In full and without alteration, repeat the material.

Position identification records:
------------------------------

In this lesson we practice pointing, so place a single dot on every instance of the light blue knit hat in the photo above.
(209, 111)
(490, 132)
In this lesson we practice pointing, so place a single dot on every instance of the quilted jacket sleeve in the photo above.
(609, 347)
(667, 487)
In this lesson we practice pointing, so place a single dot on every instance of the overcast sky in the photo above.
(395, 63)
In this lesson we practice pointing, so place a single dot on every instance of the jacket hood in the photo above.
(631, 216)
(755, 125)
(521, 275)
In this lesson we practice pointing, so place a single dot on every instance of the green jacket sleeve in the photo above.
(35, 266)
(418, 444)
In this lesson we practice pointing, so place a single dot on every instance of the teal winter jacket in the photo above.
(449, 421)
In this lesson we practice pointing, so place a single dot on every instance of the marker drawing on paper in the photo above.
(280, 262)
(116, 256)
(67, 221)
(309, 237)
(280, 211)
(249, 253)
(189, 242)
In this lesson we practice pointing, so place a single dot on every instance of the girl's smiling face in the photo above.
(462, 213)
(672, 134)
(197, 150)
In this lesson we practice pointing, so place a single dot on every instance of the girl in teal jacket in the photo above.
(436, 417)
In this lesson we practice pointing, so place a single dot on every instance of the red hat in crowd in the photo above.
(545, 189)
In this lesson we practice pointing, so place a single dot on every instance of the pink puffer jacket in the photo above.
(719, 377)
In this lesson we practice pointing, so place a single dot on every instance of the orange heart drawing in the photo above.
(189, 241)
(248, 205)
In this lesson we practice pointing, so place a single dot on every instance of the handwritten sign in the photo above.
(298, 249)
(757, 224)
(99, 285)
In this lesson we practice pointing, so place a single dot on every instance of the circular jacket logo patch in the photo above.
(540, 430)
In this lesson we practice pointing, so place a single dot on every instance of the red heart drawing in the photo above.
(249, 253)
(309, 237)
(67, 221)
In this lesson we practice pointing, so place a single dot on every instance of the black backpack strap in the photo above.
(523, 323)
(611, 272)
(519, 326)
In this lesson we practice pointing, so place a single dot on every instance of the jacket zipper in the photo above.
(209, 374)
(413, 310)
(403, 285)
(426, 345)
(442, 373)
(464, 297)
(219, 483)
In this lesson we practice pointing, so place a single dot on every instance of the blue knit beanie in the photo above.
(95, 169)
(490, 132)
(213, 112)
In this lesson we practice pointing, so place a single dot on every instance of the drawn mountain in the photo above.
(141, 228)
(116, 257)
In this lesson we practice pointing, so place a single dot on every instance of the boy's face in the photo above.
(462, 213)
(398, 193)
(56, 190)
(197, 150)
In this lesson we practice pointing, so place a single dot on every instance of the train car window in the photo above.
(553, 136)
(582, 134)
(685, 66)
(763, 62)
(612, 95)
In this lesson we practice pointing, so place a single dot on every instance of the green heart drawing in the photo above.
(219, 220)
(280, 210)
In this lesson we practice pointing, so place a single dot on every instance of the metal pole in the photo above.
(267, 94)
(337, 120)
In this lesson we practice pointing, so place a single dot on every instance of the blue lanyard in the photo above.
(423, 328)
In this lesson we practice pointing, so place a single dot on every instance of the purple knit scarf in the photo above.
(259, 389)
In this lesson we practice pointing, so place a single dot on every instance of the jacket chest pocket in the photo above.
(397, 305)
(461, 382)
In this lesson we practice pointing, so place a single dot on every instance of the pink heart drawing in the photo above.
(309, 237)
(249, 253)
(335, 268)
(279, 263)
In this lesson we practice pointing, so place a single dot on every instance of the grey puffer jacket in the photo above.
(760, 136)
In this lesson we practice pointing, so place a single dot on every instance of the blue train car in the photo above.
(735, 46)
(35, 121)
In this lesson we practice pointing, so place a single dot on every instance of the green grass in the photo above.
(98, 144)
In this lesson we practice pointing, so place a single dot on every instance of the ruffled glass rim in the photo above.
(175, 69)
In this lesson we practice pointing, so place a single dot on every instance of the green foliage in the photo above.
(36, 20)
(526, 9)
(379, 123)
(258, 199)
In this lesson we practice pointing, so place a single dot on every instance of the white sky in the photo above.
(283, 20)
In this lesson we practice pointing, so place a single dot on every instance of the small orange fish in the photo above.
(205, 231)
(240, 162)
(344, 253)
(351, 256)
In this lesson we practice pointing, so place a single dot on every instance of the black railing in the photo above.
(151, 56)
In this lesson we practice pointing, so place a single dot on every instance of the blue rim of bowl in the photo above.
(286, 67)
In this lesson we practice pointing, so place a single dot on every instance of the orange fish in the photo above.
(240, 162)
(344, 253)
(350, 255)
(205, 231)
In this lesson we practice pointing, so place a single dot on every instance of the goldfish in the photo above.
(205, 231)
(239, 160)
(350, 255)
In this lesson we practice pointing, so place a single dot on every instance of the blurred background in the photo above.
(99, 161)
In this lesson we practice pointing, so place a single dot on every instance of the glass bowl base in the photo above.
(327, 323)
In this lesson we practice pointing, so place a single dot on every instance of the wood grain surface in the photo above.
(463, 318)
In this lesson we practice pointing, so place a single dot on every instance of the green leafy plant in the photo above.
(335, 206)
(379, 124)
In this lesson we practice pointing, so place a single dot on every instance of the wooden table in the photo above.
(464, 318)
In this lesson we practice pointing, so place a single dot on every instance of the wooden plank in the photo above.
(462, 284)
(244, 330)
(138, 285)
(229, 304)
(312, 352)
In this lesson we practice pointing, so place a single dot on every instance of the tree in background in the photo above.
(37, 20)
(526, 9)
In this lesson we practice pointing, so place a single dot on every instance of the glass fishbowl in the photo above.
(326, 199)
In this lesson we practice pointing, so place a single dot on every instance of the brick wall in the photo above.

------------------------------

-- Full output --
In this lesson we practice pointing, so place a single dot on every instance of the light blue knit hat in the photo above.
(209, 111)
(490, 132)
In this lesson we practice pointing, so place a single dot on every instance of the quilted jacket sleeve in the photo above.
(609, 347)
(667, 487)
In this lesson we practice pointing, so place a single dot on every instance of the overcast sky in the photo above.
(395, 63)
In this lesson we practice pointing, so place a single dot on every instance of the jacket hood in the photo above.
(631, 216)
(755, 125)
(521, 275)
In this lesson we practice pointing, so place a single dot on every instance of the green jacket sleeve in the photo above.
(35, 266)
(418, 444)
In this lesson we practice pointing, so place a single dot on every instance of the teal winter jacket in the photo above.
(449, 421)
In this lesson we practice pointing, so place a single dot on every instance of the marker drawing on paper in the photo above.
(280, 262)
(116, 256)
(67, 221)
(309, 237)
(280, 211)
(249, 253)
(189, 242)
In this lesson we practice pointing, so place a single dot on every instance of the girl's smiling face in the photo above.
(462, 213)
(672, 134)
(197, 150)
In this lesson we practice pointing, so place a single dot on every instance of the girl in teal jacket in the photo above.
(436, 417)
In this lesson we practice pointing, so place a single dot on every instance of the red hat in crowd in the photo above.
(545, 189)
In this lesson we practice pointing, so place a single dot on every instance of the pink puffer jacket in the photo above.
(719, 377)
In this lesson we practice pointing, so place a single dot on every instance of the orange heart drawing in the photo above.
(189, 241)
(248, 205)
In this lesson we practice pointing, so place a single dot on every instance of the handwritten sign in the photo above.
(298, 249)
(757, 224)
(99, 285)
In this lesson we practice pointing, so place a single dot on every instance of the circular jacket logo patch in the photo above.
(540, 430)
In this lesson we practice pointing, so place a single dot on every instance of the red heart drawing in the photo above.
(249, 253)
(309, 237)
(67, 221)
In this lesson we practice pointing, so place a single dot on every instance of the black backpack strap in the photo above.
(523, 323)
(611, 272)
(519, 326)
In this lesson we practice pointing, so place a single dot on every instance of the jacket zipper in the photo above.
(209, 374)
(413, 310)
(403, 285)
(426, 345)
(442, 373)
(464, 297)
(219, 483)
In this lesson we practice pointing, so place a single dot on every instance of the blue knit beanie in the photo above.
(95, 169)
(490, 132)
(213, 112)
In this lesson we practice pointing, so place a single dot on every instance of the drawn mountain in the photo above.
(141, 228)
(116, 257)
In this lesson we practice pointing, so place a single dot on every instance of the boy's face in the photo above.
(462, 213)
(398, 193)
(56, 190)
(197, 150)
In this lesson we practice pointing, so place a single dot on every instance of the train car window in the photo above.
(553, 136)
(582, 134)
(685, 66)
(763, 62)
(612, 95)
In this lesson we practice pointing, so place a single dot on every instance of the green heart drawing in the photo above.
(219, 220)
(280, 210)
In this lesson we practice pointing, so place a single dot on every instance of the metal pole in the photo above.
(267, 94)
(337, 120)
In this lesson we practice pointing, so place a single dot on every instance of the blue lanyard in the photo above.
(423, 328)
In this lesson we practice pointing, so place a single dot on every instance of the purple knit scarf in the photo above.
(259, 389)
In this lesson we practice pointing, so place a single dot on every instance of the jacket chest pocket in the photo above.
(397, 305)
(461, 382)
In this lesson we practice pointing, so place a single dot on every instance of the pink heart drawing in the photo above.
(309, 237)
(249, 253)
(335, 268)
(279, 263)
In this lesson we practice pointing, so place a single dot on every instance of the grey puffer jacket in the photo above.
(760, 136)
In this lesson we practice pointing, so place a single dot on every instance of the blue train car in the photo above.
(735, 46)
(35, 121)
In this lesson we practice pointing, so place a single dot on every instance of the green grass in the photo above.
(98, 144)
In this lesson we practice pointing, so place a single dot on every instance of the ruffled glass rim in the photo above.
(175, 69)
In this lesson we practice pointing, so place a single dot on every instance of the green foliage in the photo above.
(36, 20)
(526, 9)
(379, 123)
(258, 199)
In this lesson we practice pointing, so place a single dot on every instance of the white sky in the photo above.
(283, 20)
In this lesson we practice pointing, so place a single dot on every instance of the small orange fish in the photo above.
(205, 231)
(240, 162)
(344, 253)
(351, 256)
In this lesson we practice pointing, so place a single dot on every instance of the black railing in the photo above.
(151, 56)
In this lesson we practice pointing, so place a single dot on every instance of the blue rim of bowl in the photo above.
(286, 67)
In this lesson we practice pointing, so place a single dot on every instance of the orange fish in the photo above.
(240, 162)
(344, 253)
(350, 255)
(205, 231)
In this lesson we practice pointing, so place a single dot on every instance of the goldfish in the photo above.
(205, 231)
(239, 160)
(350, 255)
In this lesson we practice pointing, so place a single dot on every instance of the blurred background in the photo above.
(99, 161)
In this lesson we practice pointing, so place a single dot on every instance of the glass bowl base in the photo above.
(327, 323)
In this lesson we practice pointing, so place a single dot on every instance of the wood grain surface in the photo above.
(463, 318)
In this lesson we practice pointing, so place a single dot on every instance of the green leafy plant in the photo above.
(335, 206)
(379, 124)
In this lesson we practice pointing, so place a single dot on every instance of the wooden table in the photo above.
(464, 318)
In this lesson we practice pointing, so place a single dot on every instance of the wooden plank in the photo above.
(462, 284)
(244, 330)
(138, 285)
(229, 304)
(312, 352)
In this lesson we practice pointing, so place a single dot on every instance of the tree in background in the photo above.
(37, 20)
(526, 9)
In this lesson we practice pointing, so place a single dot on every instance of the glass fishbowl in the photo above.
(326, 199)
In this lesson we practice pointing, so place a single dot on every instance of the brick wall in the photo above.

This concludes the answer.